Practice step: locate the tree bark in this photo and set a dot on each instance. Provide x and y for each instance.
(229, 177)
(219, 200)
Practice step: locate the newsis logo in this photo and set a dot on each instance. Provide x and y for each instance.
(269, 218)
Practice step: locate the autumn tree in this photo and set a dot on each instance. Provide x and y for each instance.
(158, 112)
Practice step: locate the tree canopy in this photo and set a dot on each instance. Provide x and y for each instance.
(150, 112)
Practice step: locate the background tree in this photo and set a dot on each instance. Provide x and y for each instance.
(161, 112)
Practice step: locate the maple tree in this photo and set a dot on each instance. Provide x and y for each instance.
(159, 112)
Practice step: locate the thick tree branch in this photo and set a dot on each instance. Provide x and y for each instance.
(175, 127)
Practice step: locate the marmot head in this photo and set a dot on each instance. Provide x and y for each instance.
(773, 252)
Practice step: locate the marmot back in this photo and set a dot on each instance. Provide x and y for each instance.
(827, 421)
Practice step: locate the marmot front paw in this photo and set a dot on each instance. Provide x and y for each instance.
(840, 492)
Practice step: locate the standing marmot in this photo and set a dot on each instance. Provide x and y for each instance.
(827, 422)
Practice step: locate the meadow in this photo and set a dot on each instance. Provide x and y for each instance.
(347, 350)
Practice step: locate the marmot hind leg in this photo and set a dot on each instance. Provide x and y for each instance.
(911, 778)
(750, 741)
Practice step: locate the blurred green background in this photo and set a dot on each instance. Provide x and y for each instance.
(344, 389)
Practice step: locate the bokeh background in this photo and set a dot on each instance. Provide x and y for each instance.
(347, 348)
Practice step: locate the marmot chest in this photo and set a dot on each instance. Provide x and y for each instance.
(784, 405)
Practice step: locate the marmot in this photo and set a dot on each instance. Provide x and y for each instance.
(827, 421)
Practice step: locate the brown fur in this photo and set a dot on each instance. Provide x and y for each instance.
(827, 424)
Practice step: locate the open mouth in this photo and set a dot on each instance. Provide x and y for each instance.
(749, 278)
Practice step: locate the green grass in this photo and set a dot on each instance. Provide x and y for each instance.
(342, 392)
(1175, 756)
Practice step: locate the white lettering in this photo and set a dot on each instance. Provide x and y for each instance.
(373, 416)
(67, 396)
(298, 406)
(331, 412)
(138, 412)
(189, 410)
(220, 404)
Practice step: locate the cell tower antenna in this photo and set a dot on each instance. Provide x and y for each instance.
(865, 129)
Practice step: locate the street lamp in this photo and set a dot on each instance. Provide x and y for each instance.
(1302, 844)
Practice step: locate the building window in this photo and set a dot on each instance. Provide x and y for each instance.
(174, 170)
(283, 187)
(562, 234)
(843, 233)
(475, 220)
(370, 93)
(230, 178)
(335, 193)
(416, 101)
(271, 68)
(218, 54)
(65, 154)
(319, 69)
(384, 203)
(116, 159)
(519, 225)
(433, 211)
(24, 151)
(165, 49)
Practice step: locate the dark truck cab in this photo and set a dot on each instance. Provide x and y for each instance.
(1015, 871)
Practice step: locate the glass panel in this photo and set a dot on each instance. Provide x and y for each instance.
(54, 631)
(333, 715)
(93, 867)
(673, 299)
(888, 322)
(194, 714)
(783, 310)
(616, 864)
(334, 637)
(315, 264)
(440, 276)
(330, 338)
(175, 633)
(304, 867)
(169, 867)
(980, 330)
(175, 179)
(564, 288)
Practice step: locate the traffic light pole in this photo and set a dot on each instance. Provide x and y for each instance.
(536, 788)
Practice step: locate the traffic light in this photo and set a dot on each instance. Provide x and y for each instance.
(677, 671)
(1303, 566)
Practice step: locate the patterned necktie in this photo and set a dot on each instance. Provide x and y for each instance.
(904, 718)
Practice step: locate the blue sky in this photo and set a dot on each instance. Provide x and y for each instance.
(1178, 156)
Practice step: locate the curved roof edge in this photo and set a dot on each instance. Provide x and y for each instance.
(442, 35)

■ ■ ■ ■ ■ ■ ■

ACTIVITY | Each line of the data should be given back exactly.

RESULT OF THIS TASK |
Practice step: locate the tree bark in this photo and set a dot on each instance. Provide x and y for each instance.
(229, 177)
(219, 200)
Practice step: locate the newsis logo in this photo and set a dot on each instance. Provide x and y for each instance.
(269, 218)
Practice step: locate the autumn tree in this photo and set a dot on each instance. Provide x and y for each instance.
(158, 112)
Practice step: locate the tree canopy in this photo and set a dot on each instance. Provide x and y for each instance.
(150, 112)
Practice step: locate the background tree in this photo and set a dot on each instance. Provide x and y for each instance.
(161, 112)
Practice step: locate the maple tree in this photo and set a dot on each instance. Provide x and y for each instance.
(159, 112)
Practice step: locate the thick tree branch in this photo and set a dot on each instance. Provide x and y for each instance.
(175, 127)
Practice step: locate the marmot head in this photo and set a dot on each instance. Provide x and y for each instance.
(773, 252)
Practice step: locate the marmot back in this photo and set a dot on each instance. Provide x and y for each instance.
(827, 421)
Practice step: locate the marmot front paw in this photo and set a dot on each instance. Provide x and y for each instance.
(840, 492)
Practice step: locate the standing marmot in this photo and set a dot on each instance. Provide x and y for each instance.
(827, 422)
Practice step: locate the meadow in this photo and set a dot on each instance. Provide x and y for each instance.
(347, 350)
Practice step: locate the marmot hind leg in this photo and set a dot on each instance. Provide x and y for each instance.
(911, 778)
(750, 741)
Practice step: locate the blurred green background in this photo and set a dot on each instance. Provide x and y for each instance.
(344, 389)
Practice step: locate the bokeh background in this photo and set a dot on each instance. Provide x and y for each instance.
(347, 348)
Practice step: locate the marmot chest in this photo and set a dot on each instance. Provide x and y for each instance.
(784, 405)
Practice step: locate the marmot in this photo and set a dot on each instance. Provide x and y for each instance.
(827, 421)
Practice step: locate the brown fur in this photo and set a dot on each instance. Provide x and y for each instance.
(827, 424)
Practice step: locate the open mouth in this photo and set a dot on each instance. Provide x and y for each instance.
(749, 278)
Practice step: locate the green grass in this photo and set a dot on each instance. Provide x and y for each instance.
(342, 392)
(1175, 756)
Practice step: locate the white lettering in this photo and set a dot on each instance. Provide x and y for each instance.
(373, 416)
(67, 396)
(298, 406)
(331, 412)
(138, 412)
(189, 410)
(220, 404)
Practice step: locate the cell tower antenna in this photo and set a dot on each instance. Provide x and y for each instance.
(865, 129)
Practice step: locate the street lamp in this photo and set a dot on each instance. Provide x and y for each instance.
(1302, 844)
Practice step: locate the building window in this photo and set a dot on each instance. Provide x and y for each instance.
(174, 170)
(283, 187)
(562, 234)
(843, 233)
(475, 220)
(370, 93)
(230, 178)
(335, 193)
(416, 101)
(271, 68)
(218, 54)
(65, 154)
(319, 69)
(384, 203)
(116, 159)
(519, 225)
(433, 211)
(24, 151)
(165, 49)
Practice step: locate the dark truck cab in this photo and set a dot on each instance. Provide x and y for each instance.
(1015, 871)
Practice step: locate the glass panel in this photo and set a dot on each instance. Provide x and y for each instance.
(54, 631)
(333, 715)
(93, 867)
(673, 299)
(888, 322)
(194, 714)
(783, 310)
(616, 864)
(334, 637)
(315, 264)
(440, 276)
(330, 338)
(175, 633)
(304, 867)
(169, 867)
(980, 330)
(175, 179)
(564, 288)
Practice step: locate the traffic light pole in this photo and set a dot on each instance. Provide x and y for each instance.
(536, 788)
Practice step: locate the traffic light in this photo and set a dot on each instance. Provide x and y for each instance.
(677, 671)
(1303, 566)
Practice step: locate the patterned necktie in this photo and set a dot on each instance. Provide x and y for each instance.
(904, 718)
Practice step: locate the blue sky in this photo and set a dot on each instance. Provide x and y for each instance.
(1178, 156)
Practice step: locate the curved roof edge in this photo and set a dot on each instance. Provide x and y for each instance.
(442, 35)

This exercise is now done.